## Exercise data
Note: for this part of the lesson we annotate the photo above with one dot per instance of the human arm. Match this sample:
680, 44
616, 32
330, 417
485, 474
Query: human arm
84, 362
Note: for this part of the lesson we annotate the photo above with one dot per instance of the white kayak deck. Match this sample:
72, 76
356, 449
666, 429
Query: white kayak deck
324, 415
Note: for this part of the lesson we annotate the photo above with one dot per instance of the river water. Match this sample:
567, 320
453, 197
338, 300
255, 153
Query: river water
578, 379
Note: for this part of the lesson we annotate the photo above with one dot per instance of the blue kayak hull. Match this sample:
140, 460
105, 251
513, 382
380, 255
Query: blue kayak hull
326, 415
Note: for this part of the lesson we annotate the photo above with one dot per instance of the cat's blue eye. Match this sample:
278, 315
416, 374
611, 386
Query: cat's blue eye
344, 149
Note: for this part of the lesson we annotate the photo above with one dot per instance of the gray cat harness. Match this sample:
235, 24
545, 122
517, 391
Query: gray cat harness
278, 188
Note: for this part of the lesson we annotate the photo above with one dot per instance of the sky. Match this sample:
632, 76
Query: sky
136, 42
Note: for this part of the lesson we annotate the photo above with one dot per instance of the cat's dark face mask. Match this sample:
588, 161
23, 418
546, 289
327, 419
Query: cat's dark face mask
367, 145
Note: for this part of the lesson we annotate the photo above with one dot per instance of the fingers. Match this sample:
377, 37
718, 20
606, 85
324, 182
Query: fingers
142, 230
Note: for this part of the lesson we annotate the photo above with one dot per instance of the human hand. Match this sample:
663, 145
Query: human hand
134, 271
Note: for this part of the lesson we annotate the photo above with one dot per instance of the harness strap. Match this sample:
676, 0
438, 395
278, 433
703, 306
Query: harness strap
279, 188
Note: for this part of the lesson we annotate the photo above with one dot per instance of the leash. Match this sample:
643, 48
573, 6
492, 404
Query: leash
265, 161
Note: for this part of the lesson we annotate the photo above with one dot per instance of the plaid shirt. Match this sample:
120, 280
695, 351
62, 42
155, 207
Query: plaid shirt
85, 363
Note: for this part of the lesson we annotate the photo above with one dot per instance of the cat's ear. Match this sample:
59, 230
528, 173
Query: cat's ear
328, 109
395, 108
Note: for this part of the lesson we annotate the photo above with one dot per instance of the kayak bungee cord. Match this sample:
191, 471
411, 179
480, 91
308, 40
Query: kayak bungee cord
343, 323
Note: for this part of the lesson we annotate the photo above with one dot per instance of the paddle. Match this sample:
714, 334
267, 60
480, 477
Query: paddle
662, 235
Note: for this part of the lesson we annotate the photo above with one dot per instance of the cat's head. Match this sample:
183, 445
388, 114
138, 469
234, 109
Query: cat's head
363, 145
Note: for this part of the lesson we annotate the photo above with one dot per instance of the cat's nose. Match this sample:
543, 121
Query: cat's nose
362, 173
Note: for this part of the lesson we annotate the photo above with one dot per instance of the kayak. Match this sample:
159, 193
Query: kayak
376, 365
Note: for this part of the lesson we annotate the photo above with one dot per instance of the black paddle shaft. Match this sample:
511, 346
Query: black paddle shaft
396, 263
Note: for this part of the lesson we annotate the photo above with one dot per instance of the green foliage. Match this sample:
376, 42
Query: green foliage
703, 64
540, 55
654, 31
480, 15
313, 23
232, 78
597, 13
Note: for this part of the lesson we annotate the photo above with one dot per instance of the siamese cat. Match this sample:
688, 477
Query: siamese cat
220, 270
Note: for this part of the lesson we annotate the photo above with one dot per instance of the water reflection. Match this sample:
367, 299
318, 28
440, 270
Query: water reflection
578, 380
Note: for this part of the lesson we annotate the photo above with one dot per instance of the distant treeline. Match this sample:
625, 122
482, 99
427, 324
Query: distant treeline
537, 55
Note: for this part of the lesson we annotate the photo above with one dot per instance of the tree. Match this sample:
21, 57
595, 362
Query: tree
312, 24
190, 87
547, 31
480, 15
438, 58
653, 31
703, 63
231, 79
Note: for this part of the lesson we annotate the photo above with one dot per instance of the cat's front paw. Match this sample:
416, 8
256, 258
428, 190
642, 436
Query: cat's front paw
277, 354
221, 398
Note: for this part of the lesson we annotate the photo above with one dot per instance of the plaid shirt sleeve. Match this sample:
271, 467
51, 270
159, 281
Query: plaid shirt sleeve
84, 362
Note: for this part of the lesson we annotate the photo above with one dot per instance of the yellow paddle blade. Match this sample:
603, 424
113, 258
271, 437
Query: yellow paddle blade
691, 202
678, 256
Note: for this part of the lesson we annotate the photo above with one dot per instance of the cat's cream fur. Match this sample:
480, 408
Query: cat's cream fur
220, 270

## Task details
Whatever appears in the listing above, write it down again exactly.

## Response
Note: for this part of the lesson we annotate the photo above with one dot per instance of the human arm. Match this sample:
680, 44
616, 32
330, 417
485, 474
Query: human arm
84, 362
Note: for this part of the lesson we annotate the photo above with one dot per instance of the white kayak deck. Match this sample:
72, 76
356, 449
666, 429
Query: white kayak deck
324, 415
Note: for this part of the lesson we annotate the photo above with one dot per instance of the river water. Match this sample:
567, 320
453, 197
338, 300
255, 153
Query: river water
578, 379
Note: for this part of the lesson we annotate the photo above with one dot per instance of the blue kayak hull. Match this sample:
140, 460
105, 251
513, 382
380, 255
Query: blue kayak hull
326, 415
Note: for this part of the lesson we annotate the photo above with one dot per instance of the cat's blue eye. Match this sample:
278, 315
416, 374
611, 386
Query: cat's blue eye
344, 149
Note: for this part of the lesson we annotate the photo above with one dot per instance of the gray cat harness. Match this sample:
235, 24
545, 122
517, 391
Query: gray cat harness
278, 188
Note: for this part of the lesson we annotate the photo above with one dot per instance of the sky. Match this sample:
632, 76
Query: sky
136, 42
Note: for this part of the lesson we annotate the photo above with one dot per instance of the cat's dark face mask. Match this sample:
588, 161
23, 418
546, 289
327, 419
Query: cat's dark face mask
367, 145
Note: for this part of the lesson we annotate the photo above with one dot per instance of the fingers. Match this sample:
377, 37
718, 20
606, 85
324, 182
Query: fingers
142, 230
Note: for this part of the lesson we annotate the photo above with one dot per instance of the human hand. Match this sample:
663, 145
Query: human hand
134, 271
Note: for this part of the lesson we annotate the photo above with one dot per instance of the harness strap. Match this sample:
676, 0
438, 395
278, 433
703, 306
Query: harness strap
279, 188
Note: for this part of the lesson we annotate the photo above with one dot per instance of the leash. Match this sample:
643, 48
573, 6
492, 404
Query: leash
265, 161
Note: for this part of the lesson we annotate the photo above with one dot per instance of the plaid shirt. Match this sample:
120, 280
695, 351
62, 42
155, 207
Query: plaid shirt
85, 363
Note: for this part of the lesson we annotate the photo above with one dot per instance of the cat's ear. Match this sample:
59, 230
528, 173
Query: cat's ear
328, 109
395, 108
Note: for this part of the lesson we annotate the photo above with one dot per instance of the kayak bungee cord. Match this sample:
191, 471
411, 179
480, 91
308, 40
Query: kayak bungee cord
343, 323
Note: for this part of the lesson we annotate the photo above with one dot per instance of the paddle. Match this sample:
714, 334
267, 60
480, 477
Query: paddle
662, 235
Note: for this part of the lesson we annotate the photo above with one dot per instance of the cat's head. Match this sample:
183, 445
388, 114
138, 469
234, 109
Query: cat's head
363, 145
Note: for this part of the lesson we annotate the photo above with one dot per instance of the cat's nose. Match this sample:
543, 121
Query: cat's nose
362, 173
Note: for this part of the lesson we annotate the photo above with one dot per instance of the kayak. Match this sample:
159, 193
Query: kayak
376, 365
Note: for this part of the lesson we annotate the photo above with one dot per instance of the black paddle shaft. Match this sample:
511, 346
Query: black paddle shaft
396, 263
Note: for this part of the lesson we annotate the photo above with one dot per instance of the green foliage. Match this sample:
376, 42
Query: green foliage
703, 64
540, 55
654, 31
480, 15
313, 23
232, 78
597, 13
Note: for this part of the lesson we annotate the photo above with one dot per instance of the siamese cat. Match this sample:
688, 477
Query: siamese cat
220, 270
Note: for this part of the lesson we annotate the photo above with one dot per instance of the water reflection. Match this sample:
367, 299
318, 28
440, 270
Query: water reflection
578, 380
Note: for this part of the lesson we annotate the photo above with one dot per instance of the distant treeline. Match this sample:
625, 122
482, 99
427, 324
Query: distant treeline
537, 55
Note: for this part of the lesson we annotate the photo above with one dot per instance of the tree. Match this sample:
21, 57
595, 362
Query: tree
312, 24
190, 87
547, 31
480, 15
438, 58
653, 31
703, 63
231, 79
Note: for this part of the lesson we annotate the photo above with one dot per instance of the cat's front paw. Match this sample:
416, 8
256, 258
428, 190
642, 436
Query: cat's front paw
277, 354
221, 398
Note: for this part of the lesson we annotate the photo above with one dot per instance of the plaid shirt sleeve. Match this sample:
271, 467
51, 270
159, 281
Query: plaid shirt sleeve
84, 362
Note: for this part of the lesson we annotate the photo above with one dot per instance of the yellow paddle blade. Match this sample:
603, 424
113, 258
271, 437
Query: yellow paddle blade
691, 202
678, 256
Note: for this part of the lesson we annotate the photo above with one dot per instance of the cat's cream fur. Match this sample:
480, 408
Query: cat's cream fur
220, 270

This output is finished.